→ **Data rows**

↓↓↓

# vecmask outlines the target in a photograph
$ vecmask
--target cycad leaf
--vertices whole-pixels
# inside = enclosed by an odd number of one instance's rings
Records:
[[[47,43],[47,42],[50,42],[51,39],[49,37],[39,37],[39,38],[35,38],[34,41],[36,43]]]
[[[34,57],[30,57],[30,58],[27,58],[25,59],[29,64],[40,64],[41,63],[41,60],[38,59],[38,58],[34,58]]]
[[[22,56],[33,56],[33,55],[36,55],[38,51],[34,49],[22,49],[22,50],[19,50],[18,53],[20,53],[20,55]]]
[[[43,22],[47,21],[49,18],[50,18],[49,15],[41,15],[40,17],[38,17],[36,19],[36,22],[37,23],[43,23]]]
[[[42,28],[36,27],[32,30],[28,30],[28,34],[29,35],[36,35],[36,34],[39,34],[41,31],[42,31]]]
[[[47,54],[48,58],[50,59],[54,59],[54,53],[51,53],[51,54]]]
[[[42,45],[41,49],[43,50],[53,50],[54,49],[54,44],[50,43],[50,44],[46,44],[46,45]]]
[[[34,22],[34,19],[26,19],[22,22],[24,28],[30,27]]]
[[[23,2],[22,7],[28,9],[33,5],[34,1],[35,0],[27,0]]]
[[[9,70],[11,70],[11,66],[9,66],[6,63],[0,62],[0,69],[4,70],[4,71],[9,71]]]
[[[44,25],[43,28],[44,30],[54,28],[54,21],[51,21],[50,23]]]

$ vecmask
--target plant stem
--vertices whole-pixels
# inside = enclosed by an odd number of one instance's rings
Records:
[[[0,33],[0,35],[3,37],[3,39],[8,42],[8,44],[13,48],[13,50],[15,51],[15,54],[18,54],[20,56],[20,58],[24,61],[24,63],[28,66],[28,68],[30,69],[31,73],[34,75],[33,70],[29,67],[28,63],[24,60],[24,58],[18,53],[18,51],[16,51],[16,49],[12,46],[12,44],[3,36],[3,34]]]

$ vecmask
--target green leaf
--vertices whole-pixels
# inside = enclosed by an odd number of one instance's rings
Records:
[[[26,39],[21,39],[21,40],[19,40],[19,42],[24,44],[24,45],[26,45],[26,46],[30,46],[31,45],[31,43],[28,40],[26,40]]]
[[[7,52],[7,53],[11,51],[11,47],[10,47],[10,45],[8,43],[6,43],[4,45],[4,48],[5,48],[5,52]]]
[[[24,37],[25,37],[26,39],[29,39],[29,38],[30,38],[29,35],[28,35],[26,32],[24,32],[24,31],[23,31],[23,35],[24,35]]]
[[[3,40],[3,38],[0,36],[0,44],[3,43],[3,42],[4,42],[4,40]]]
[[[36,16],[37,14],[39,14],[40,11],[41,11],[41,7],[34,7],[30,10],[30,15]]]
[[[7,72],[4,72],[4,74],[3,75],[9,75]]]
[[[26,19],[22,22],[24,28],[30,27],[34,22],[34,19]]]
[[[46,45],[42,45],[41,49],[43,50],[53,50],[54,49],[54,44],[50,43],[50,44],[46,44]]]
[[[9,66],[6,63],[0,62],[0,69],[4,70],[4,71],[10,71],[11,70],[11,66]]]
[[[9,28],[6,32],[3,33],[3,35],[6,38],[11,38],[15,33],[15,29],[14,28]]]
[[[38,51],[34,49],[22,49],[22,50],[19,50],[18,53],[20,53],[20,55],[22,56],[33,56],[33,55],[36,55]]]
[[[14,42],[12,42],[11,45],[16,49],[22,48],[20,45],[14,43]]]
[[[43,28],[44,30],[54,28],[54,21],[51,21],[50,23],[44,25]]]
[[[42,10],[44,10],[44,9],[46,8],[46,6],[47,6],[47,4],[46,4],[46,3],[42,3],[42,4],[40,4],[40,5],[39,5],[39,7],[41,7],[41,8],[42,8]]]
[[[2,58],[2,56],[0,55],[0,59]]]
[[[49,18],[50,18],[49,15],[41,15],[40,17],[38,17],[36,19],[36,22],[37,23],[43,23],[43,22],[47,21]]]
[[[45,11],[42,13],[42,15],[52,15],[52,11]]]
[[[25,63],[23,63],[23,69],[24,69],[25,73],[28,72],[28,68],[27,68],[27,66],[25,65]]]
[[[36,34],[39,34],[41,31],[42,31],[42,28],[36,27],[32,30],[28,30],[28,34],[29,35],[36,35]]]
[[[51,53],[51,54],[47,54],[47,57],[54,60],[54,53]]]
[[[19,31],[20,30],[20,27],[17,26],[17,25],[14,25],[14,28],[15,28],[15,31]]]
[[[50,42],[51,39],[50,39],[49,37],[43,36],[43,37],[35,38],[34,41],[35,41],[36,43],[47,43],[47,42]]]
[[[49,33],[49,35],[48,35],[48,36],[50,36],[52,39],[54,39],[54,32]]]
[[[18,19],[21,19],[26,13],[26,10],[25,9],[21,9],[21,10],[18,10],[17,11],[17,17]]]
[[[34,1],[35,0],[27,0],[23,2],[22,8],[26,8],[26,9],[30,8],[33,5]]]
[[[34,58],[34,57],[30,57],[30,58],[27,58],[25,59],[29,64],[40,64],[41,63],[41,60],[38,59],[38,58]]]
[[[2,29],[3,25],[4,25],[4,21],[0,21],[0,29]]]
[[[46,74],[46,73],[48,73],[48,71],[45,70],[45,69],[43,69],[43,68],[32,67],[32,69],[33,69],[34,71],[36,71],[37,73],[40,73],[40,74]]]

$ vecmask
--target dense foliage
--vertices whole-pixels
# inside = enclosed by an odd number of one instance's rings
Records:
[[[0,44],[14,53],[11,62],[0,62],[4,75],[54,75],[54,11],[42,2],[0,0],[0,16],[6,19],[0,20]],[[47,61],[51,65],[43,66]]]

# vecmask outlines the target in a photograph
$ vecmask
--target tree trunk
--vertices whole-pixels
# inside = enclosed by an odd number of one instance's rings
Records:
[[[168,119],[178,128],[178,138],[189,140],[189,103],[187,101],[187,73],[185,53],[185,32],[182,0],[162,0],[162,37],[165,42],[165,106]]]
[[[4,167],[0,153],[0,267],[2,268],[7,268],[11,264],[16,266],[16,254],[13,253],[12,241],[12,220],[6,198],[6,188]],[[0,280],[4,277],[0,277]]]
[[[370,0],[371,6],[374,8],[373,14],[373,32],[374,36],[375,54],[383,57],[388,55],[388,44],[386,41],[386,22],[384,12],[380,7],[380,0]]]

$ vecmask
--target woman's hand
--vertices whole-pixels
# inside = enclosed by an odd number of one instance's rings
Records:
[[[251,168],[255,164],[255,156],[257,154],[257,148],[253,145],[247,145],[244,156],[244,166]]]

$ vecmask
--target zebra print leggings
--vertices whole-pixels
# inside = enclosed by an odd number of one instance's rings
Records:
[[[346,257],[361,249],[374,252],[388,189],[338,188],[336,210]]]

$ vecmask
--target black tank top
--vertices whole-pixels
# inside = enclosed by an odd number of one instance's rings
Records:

↑↑↑

→ **Given request**
Restate the whole listing exactly, leaving out nothing.

→ **Reply to the task**
# vecmask outlines the target in a photograph
$ vecmask
--target cycad leaf
--vertices whole-pixels
# inside = enclosed by an odd number of one instance's rings
Records:
[[[47,43],[47,42],[50,42],[51,39],[49,37],[39,37],[39,38],[35,38],[34,41],[36,43]]]
[[[34,57],[30,57],[30,58],[27,58],[25,59],[29,64],[40,64],[41,63],[41,60],[38,59],[38,58],[34,58]]]
[[[22,56],[33,56],[33,55],[36,55],[38,51],[34,49],[22,49],[22,50],[19,50],[18,53],[20,53],[20,55]]]
[[[43,22],[47,21],[49,18],[50,18],[49,15],[41,15],[40,17],[38,17],[36,19],[36,22],[37,23],[43,23]]]
[[[42,28],[36,27],[32,30],[28,30],[28,34],[29,35],[36,35],[36,34],[39,34],[41,31],[42,31]]]
[[[47,54],[48,58],[50,59],[54,59],[54,53],[51,53],[51,54]]]
[[[42,45],[41,49],[43,50],[53,50],[54,49],[54,44],[50,43],[50,44],[46,44],[46,45]]]
[[[34,22],[34,19],[26,19],[22,22],[24,28],[30,27]]]
[[[23,2],[22,7],[28,9],[33,5],[34,1],[35,0],[27,0]]]
[[[9,70],[11,70],[11,66],[9,66],[6,63],[0,62],[0,69],[4,70],[4,71],[9,71]]]
[[[44,25],[43,28],[44,30],[54,28],[54,21],[51,21],[50,23]]]

$ vecmask
--target plant stem
--vertices whole-pixels
# inside = enclosed by an odd number of one instance's rings
Records:
[[[0,33],[0,35],[3,37],[3,39],[8,42],[8,44],[13,48],[13,50],[15,51],[15,54],[18,54],[20,56],[20,58],[24,61],[24,63],[28,66],[28,68],[30,69],[31,73],[34,75],[33,70],[29,67],[28,63],[24,60],[24,58],[18,53],[18,51],[16,51],[16,49],[12,46],[12,44],[3,36],[3,34]]]

$ vecmask
--target green leaf
--vertices whole-pixels
# inside = enclosed by an odd number of one instance's rings
Records:
[[[26,39],[21,39],[21,40],[19,40],[19,42],[24,44],[24,45],[26,45],[26,46],[30,46],[31,45],[31,43],[28,40],[26,40]]]
[[[7,52],[7,53],[11,51],[11,47],[10,47],[10,45],[8,43],[6,43],[4,45],[4,48],[5,48],[5,52]]]
[[[24,37],[25,37],[26,39],[29,39],[29,38],[30,38],[29,35],[28,35],[26,32],[24,32],[24,31],[23,31],[23,35],[24,35]]]
[[[3,40],[3,38],[0,36],[0,44],[3,43],[3,42],[4,42],[4,40]]]
[[[36,16],[37,14],[39,14],[40,11],[41,11],[41,7],[34,7],[30,10],[30,15]]]
[[[7,72],[4,72],[4,74],[3,75],[9,75]]]
[[[26,19],[22,22],[24,28],[30,27],[34,22],[34,19]]]
[[[46,45],[42,45],[41,49],[43,50],[53,50],[54,49],[54,44],[50,43],[50,44],[46,44]]]
[[[9,66],[6,63],[0,62],[0,69],[4,70],[4,71],[10,71],[11,70],[11,66]]]
[[[9,28],[6,32],[3,33],[3,35],[6,38],[11,38],[15,33],[15,29],[14,28]]]
[[[38,51],[34,49],[22,49],[22,50],[19,50],[18,53],[20,53],[20,55],[22,56],[33,56],[33,55],[36,55]]]
[[[14,42],[12,42],[11,45],[16,49],[22,48],[20,45],[14,43]]]
[[[43,28],[44,30],[54,28],[54,21],[51,21],[50,23],[44,25]]]
[[[42,10],[44,10],[44,9],[46,8],[46,6],[47,6],[47,4],[46,4],[46,3],[42,3],[42,4],[40,4],[40,5],[39,5],[39,7],[41,7],[41,8],[42,8]]]
[[[2,58],[2,56],[0,55],[0,59]]]
[[[49,18],[50,18],[49,15],[41,15],[40,17],[38,17],[36,19],[36,22],[37,23],[43,23],[43,22],[47,21]]]
[[[45,11],[42,13],[42,15],[52,15],[52,11]]]
[[[25,63],[23,63],[23,69],[24,69],[25,73],[28,72],[28,68],[27,68],[27,66],[25,65]]]
[[[36,34],[39,34],[41,31],[42,31],[42,28],[36,27],[32,30],[28,30],[28,34],[29,35],[36,35]]]
[[[51,53],[51,54],[47,54],[47,57],[54,60],[54,53]]]
[[[19,31],[20,30],[20,27],[17,26],[17,25],[14,25],[14,28],[15,28],[15,31]]]
[[[50,42],[51,39],[50,39],[49,37],[43,36],[43,37],[35,38],[34,41],[35,41],[36,43],[47,43],[47,42]]]
[[[49,33],[49,35],[48,35],[48,36],[50,36],[52,39],[54,39],[54,32]]]
[[[18,19],[21,19],[26,13],[26,10],[25,9],[21,9],[21,10],[18,10],[17,11],[17,17]]]
[[[34,1],[35,0],[27,0],[23,2],[22,8],[26,8],[26,9],[30,8],[33,5]]]
[[[34,58],[34,57],[30,57],[30,58],[27,58],[25,59],[29,64],[40,64],[41,63],[41,60],[38,59],[38,58]]]
[[[2,29],[3,25],[4,25],[4,21],[0,21],[0,29]]]
[[[46,74],[46,73],[48,73],[48,71],[45,70],[45,69],[43,69],[43,68],[32,67],[32,69],[33,69],[34,71],[36,71],[37,73],[40,73],[40,74]]]

$ vecmask
--target dense foliage
--vertices whole-pixels
# inside = enclosed by an odd number of one instance's rings
Records:
[[[0,44],[14,53],[11,62],[0,62],[4,75],[54,75],[54,11],[42,2],[0,0],[0,16],[6,19],[0,20]],[[47,61],[51,65],[43,66]]]

# vecmask outlines the target in a photograph
$ vecmask
--target tree trunk
--vertices whole-pixels
# inside = enclosed by an odd number of one instance's rings
Records:
[[[168,119],[178,128],[178,138],[189,140],[189,103],[187,101],[187,73],[185,53],[185,32],[182,0],[162,0],[162,37],[165,42],[165,106]]]
[[[4,167],[0,153],[0,267],[2,268],[7,268],[11,264],[16,266],[16,254],[13,253],[12,241],[12,220],[6,198],[6,188]],[[0,280],[4,277],[0,277]]]
[[[370,0],[371,6],[374,8],[373,14],[373,32],[374,36],[375,54],[383,57],[388,55],[388,44],[386,41],[386,22],[384,12],[380,7],[380,0]]]

$ vecmask
--target woman's hand
--vertices whole-pixels
# inside = enclosed by an odd number of one instance's rings
Records:
[[[251,168],[255,164],[255,156],[257,154],[257,148],[253,145],[247,145],[244,156],[244,166]]]

$ vecmask
--target zebra print leggings
--vertices whole-pixels
# inside = enclosed by an odd number of one instance's rings
Records:
[[[346,257],[361,249],[374,252],[388,189],[338,188],[336,210]]]

$ vecmask
--target black tank top
--vertices whole-pixels
# inside = enclosed by an odd number of one instance's rings
Records:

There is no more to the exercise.